• Excerpt to read:
* * *

Want to get good at something? Overindulge in it. Watch it, read it, talk about it. Annoy everyone you love with it until you’re all alone with just it. I don’t actually recommend this but most of my friends can probably tell you that I take the advice to heart. If you genuinely enjoy something, smother yourself with it. People are drawn to passion. Some people are pushed away by passion, but we are shooting to be uncommon and that has a cost. There is no time to be embarassed about looking dumb. See someone doing something that you can’t do or want to do? Ask them how they learned it. Ask them to show you. Most people who are good at things are also a bit obsessive as well, they will usually help you. Worried about better people judging you and laughing at you? Make yourself the joke. Many people have heard me refer to myself as a “C player”(usually the lowest level) when making mistakes in volleyball, who can laugh at me when I am laughing at myself? Laugh with them, I promise it makes it easier to stomach. As for being worried about them judging you, this is common with people at gyms. “I can’t work out at the gym. I don’t know what I am doing and I look stupid. Everyone there is in good shape and is judging me.” As someone who has spent a lot of time in gyms, anyone that is in good shape doesn’t really care what you’re doing at the gym. They’re probably just staring into oblivion thinking about their next set or because you’re the first new person they have seen in the several weeks straight they have been there every day. Anybody that is in good shape started in not so good of shape, they understand the hard work it requires. Most of them are obsessed, they would love to give you a tip if you genuinely ask them something. Side note: Keep questions simple, please don’t read this as a suggestion to make a stranger your personal trainer. That about covers it. Stay humble, ask for help, consume all the information you can get.

All Of My Flaws Are Perfect

Living in this ashram has really solidified my belief in balance, so let’s bring it into this post. I just preached to you to be humble, but now let’s switch gears. Be wildly confident. There are a handful of things all elite athletes and celebrities have in common and the one I am pushing now is the illusions of grandeur. The only way you can do things that you deem impossible is to decide you are capable of them. My favorite quote to throw at any friends who are scared to do something has always been this: “What do someone who says they can’t do something and someone who says they can have in common? They are both right.”. One of the best volleyball players in the world right now is someone who is several inches shorter than all of the players who are deemed “undersized”. Regardless of anything else, he’s there because he believes he can be. Most of the greatest achievers of all time are known for how wildly conceited they were.

I am not saying to kill yourself trying to do things that you aren’t capable of, but always do your best to look at your limits and take a seat about three feet past them. The Navy Seals have the forty percent rule : When your mind says that you are done, you are actually only forty percent done. That means that you have more than half of your energy left to go. When your muscles are burning, your breath is coming in gasps and your brain feels like its about to ooze out of your ears, you’re just getting started. Exhaustion is your reward for going after what you want. It isn’t glamorous, but nothing worth doing is.

* * *

• Given data:
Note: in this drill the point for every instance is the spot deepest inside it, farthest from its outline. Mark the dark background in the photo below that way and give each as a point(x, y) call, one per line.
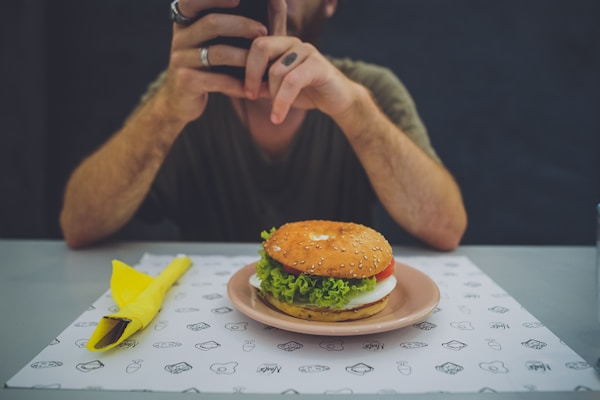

* * *

• Goal 1:
Decide whether each statement agrees with the essay on getting good at something. Answer yes or no for each, and quote the deciding words of the essay.
(a) The writer suggests asking a stranger at the gym to be your personal trainer.
(b) Under the Navy Seals' rule, when your mind says you are done, you are only forty percent done.
(c) The writer calls themselves a "C player" after making mistakes in volleyball.
• Goal 2:
Translate this sentence from the essay on getting good at something into Spanish: "Exhaustion is your reward for going after what you want."
• Goal 3:
According to the essay on getting good at something, where is the writer living?

• Problem solution 1:
(a) No: "please don’t read this as a suggestion to make a stranger your personal trainer."
(b) Yes: "When your mind says that you are done, you are actually only forty percent done."
(c) Yes: "Many people have heard me refer to myself as a “C player”(usually the lowest level) when making mistakes in volleyball"

• Problem solution 2:
El agotamiento es tu recompensa por ir tras lo que quieres.

• Problem solution 3:
In an ashram.